→ **Extracted data**

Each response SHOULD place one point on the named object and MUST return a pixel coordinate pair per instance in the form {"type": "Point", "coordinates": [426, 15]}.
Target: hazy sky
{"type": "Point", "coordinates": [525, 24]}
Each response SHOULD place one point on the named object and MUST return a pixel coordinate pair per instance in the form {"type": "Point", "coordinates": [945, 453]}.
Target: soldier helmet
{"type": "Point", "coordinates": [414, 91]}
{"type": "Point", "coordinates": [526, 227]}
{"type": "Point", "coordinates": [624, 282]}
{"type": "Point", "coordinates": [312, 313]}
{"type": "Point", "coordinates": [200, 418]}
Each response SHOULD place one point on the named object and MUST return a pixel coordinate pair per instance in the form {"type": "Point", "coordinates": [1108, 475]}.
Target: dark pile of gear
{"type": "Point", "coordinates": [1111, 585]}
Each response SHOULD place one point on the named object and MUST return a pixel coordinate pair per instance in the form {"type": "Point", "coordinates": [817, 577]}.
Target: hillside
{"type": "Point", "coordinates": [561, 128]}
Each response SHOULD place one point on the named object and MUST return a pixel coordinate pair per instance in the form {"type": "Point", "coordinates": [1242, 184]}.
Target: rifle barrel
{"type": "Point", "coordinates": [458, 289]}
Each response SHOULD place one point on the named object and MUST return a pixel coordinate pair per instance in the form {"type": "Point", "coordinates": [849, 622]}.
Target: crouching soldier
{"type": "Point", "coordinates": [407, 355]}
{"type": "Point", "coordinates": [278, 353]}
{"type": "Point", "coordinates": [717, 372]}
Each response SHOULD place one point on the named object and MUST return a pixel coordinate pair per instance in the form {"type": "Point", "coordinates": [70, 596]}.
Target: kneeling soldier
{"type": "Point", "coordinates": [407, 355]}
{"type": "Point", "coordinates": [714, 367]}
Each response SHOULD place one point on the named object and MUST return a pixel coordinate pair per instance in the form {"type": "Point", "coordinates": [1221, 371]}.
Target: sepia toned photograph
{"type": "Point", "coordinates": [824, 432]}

→ **Work required**
What the answer should hold is an exact copy of each line from the one containing "Target: kneeling soldier" to the final line of the listing above.

→ **Answer area**
Target: kneeling soldier
{"type": "Point", "coordinates": [407, 355]}
{"type": "Point", "coordinates": [714, 367]}
Each response SHOULD place one point on the named object and MUST return a pixel coordinate pair per instance in the form {"type": "Point", "coordinates": [1221, 371]}.
Target: sepia toned photograph
{"type": "Point", "coordinates": [824, 432]}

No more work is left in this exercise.